» PROBLEM REQUIREMENTS: Print all the entries exactly.

» Data records:
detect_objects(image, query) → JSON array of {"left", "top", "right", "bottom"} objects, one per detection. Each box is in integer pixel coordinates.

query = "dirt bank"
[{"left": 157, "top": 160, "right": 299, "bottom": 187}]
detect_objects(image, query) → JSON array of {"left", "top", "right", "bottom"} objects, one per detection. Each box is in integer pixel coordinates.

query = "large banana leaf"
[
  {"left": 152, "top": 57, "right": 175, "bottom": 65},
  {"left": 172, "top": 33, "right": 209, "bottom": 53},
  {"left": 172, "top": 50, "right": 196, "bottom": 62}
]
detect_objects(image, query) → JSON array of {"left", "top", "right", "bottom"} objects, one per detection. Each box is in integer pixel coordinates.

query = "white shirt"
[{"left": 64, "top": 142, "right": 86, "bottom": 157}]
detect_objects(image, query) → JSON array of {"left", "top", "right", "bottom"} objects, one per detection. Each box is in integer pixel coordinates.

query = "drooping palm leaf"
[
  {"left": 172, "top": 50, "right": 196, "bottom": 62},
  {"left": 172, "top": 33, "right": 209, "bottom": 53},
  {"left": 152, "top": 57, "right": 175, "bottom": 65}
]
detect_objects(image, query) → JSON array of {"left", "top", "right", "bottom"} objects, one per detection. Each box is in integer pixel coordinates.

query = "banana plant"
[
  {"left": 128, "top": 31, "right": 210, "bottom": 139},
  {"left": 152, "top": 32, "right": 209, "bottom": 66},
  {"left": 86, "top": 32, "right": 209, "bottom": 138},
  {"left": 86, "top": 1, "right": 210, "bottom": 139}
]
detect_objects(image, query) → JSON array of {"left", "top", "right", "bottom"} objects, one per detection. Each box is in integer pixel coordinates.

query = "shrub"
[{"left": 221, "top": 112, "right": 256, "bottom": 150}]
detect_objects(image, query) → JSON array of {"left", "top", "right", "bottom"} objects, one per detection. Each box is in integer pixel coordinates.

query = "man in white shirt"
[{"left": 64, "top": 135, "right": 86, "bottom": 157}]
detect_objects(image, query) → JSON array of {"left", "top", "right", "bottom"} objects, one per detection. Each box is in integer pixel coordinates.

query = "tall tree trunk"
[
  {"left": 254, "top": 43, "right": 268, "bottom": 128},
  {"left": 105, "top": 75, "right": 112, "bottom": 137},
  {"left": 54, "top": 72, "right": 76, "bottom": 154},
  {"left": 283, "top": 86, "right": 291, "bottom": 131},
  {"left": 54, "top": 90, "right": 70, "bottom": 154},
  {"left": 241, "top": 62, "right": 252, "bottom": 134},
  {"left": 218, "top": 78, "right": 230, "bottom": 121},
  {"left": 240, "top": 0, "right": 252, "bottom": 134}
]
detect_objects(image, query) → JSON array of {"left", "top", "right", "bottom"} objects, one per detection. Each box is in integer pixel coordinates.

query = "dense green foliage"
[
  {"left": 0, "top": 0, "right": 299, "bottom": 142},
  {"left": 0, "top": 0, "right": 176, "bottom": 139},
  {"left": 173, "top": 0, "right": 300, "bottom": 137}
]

» OUTPUT FOR THIS EXERCISE:
detect_objects(image, query) → JSON array of {"left", "top", "right", "bottom"} objects, one per detection. Each box is in integer pixel coordinates.

query = "dirt bank"
[{"left": 157, "top": 160, "right": 299, "bottom": 187}]
detect_objects(image, query) → JSON array of {"left", "top", "right", "bottom"} objects, one per detection. Each box is in integer pixel coordinates.

query = "large banana leaf"
[
  {"left": 152, "top": 57, "right": 175, "bottom": 65},
  {"left": 172, "top": 33, "right": 209, "bottom": 53},
  {"left": 172, "top": 50, "right": 196, "bottom": 62}
]
detect_objects(image, query) → JSON array of {"left", "top", "right", "bottom"} objects, one per detection. Each box is in integer pixel coordinates.

query = "white shirt"
[{"left": 64, "top": 142, "right": 86, "bottom": 157}]
detect_objects(image, query) → JSON array of {"left", "top", "right", "bottom"} objects, one per detection. Each box is in integer pixel coordinates.

query = "drooping palm leaf"
[
  {"left": 172, "top": 50, "right": 196, "bottom": 62},
  {"left": 172, "top": 33, "right": 209, "bottom": 53},
  {"left": 152, "top": 57, "right": 175, "bottom": 65}
]
detect_objects(image, query) → JSON array of {"left", "top", "right", "bottom"} objects, one per detection. Each box is in integer pixel coordinates.

query = "banana plant"
[
  {"left": 128, "top": 31, "right": 210, "bottom": 139},
  {"left": 152, "top": 32, "right": 209, "bottom": 66},
  {"left": 86, "top": 32, "right": 209, "bottom": 138},
  {"left": 86, "top": 1, "right": 210, "bottom": 139}
]
detect_objects(image, query) → JSON array of {"left", "top", "right", "bottom"} objects, one per detection. Each box is in integer pixel coordinates.

query = "shrub"
[{"left": 221, "top": 112, "right": 256, "bottom": 150}]
detect_objects(image, query) → JSON array of {"left", "top", "right", "bottom"} objects, one per detection. Each box is in integer pixel coordinates.

query = "man in white shirt"
[{"left": 64, "top": 135, "right": 86, "bottom": 157}]
detect_objects(image, query) → JSON array of {"left", "top", "right", "bottom"} objects, one per detection. Each box is in integer pixel coordinates.

query = "tall tree trunk"
[
  {"left": 254, "top": 43, "right": 268, "bottom": 128},
  {"left": 105, "top": 75, "right": 112, "bottom": 137},
  {"left": 54, "top": 72, "right": 76, "bottom": 154},
  {"left": 283, "top": 86, "right": 291, "bottom": 131},
  {"left": 54, "top": 90, "right": 70, "bottom": 154},
  {"left": 241, "top": 62, "right": 252, "bottom": 134},
  {"left": 218, "top": 78, "right": 230, "bottom": 121},
  {"left": 240, "top": 0, "right": 252, "bottom": 134}
]
detect_objects(image, query) → JSON array of {"left", "top", "right", "bottom"} objects, one per detection. Each box is in integer pixel coordinates.

query = "dense green foliage"
[
  {"left": 0, "top": 0, "right": 299, "bottom": 142},
  {"left": 0, "top": 0, "right": 176, "bottom": 139},
  {"left": 173, "top": 0, "right": 300, "bottom": 137}
]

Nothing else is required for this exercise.